* [Goal]:
An exact copy of all the data is required, with pictures left out.

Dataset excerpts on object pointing
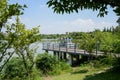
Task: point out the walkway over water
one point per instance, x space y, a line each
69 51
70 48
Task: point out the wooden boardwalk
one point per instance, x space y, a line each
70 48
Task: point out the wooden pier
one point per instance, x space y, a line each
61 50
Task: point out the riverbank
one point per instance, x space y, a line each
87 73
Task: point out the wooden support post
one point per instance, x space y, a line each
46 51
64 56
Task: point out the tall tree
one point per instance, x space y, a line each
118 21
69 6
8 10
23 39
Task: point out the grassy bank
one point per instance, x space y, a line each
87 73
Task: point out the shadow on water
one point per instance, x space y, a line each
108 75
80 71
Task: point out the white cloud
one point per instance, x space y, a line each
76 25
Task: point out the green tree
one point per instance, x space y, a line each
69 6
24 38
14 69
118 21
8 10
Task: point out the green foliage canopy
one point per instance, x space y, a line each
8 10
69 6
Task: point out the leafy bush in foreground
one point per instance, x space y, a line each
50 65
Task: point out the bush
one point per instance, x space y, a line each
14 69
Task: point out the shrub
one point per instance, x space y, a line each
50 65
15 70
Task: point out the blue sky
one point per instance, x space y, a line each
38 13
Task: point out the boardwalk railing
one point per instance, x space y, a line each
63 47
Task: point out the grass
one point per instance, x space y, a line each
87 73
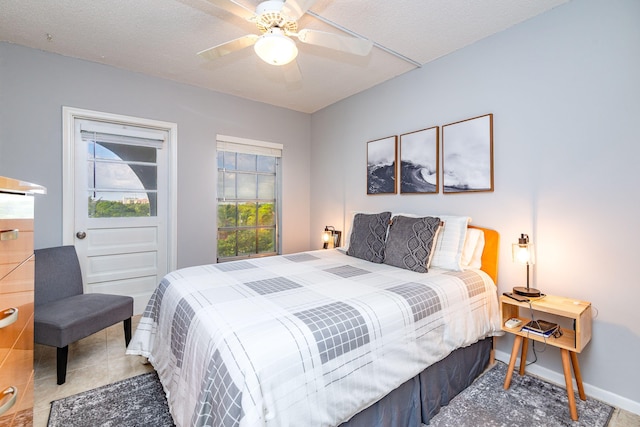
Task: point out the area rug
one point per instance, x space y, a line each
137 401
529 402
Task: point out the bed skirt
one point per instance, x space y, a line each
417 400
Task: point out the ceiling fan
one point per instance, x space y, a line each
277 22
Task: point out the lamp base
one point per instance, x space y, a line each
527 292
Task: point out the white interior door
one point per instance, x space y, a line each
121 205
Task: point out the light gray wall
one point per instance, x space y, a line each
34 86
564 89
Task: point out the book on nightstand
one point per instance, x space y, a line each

* [Completed exercise]:
Task: point out the walkway over water
one point per instance, x space y, a line each
69 51
70 48
Task: point out the wooden boardwalk
one point per instance, x space y, a line each
70 48
Task: point out the wooden pier
one point per instance, x space y, a line each
61 50
Task: point out the riverbank
one point per instance, x space y, a line each
87 73
Task: point out the wooden support post
one point per instance, x space y, a line each
46 51
64 56
Task: point out the tall tree
one point per instance, x space y, a line each
118 21
69 6
8 10
23 39
Task: point out the grassy bank
one point per instance, x space y, a line each
87 73
Task: point out the shadow on water
one point per instance, x space y, a line each
108 75
80 71
Task: point out the white cloud
one point per instance, x space y, a line each
76 25
Task: point out the green tree
one point per instance, x space y, a line each
69 6
24 38
14 69
118 21
8 10
Task: point out the green foliage canopy
one point per instance, x space y, a line each
8 10
69 6
Task: point out the leafy bush in foreground
one point per instance, x space y, a line each
50 65
Task: point out the bush
one point per instance, x space y, a line each
14 69
Task: point out the shrub
one point per instance, x space y, a line each
50 65
15 70
Task: point out the blue sky
one point per instance, x space y, a line each
38 13
Task: point out the boardwalk railing
one point per instance, x space y, a line each
63 47
Task: point out the grass
one point per instance, x space y, a line each
87 73
Task: point out the area rug
one point per instance, x space y, a line each
137 401
529 402
Task: point out the bed skirt
one point per instance, x space y, a line each
417 400
Task: point out the ceiling fan
one point per instance, x space y, a line each
277 22
Task: point out the lamp base
one point per instance, x space y, a line each
527 292
Task: point out the white interior door
one point per instance, x space y, a line each
121 205
Task: point out the light gray wall
one point per instance, x space y, a line each
34 86
564 89
Task: point out the book on nightstand
one point per instance, x space y, a line each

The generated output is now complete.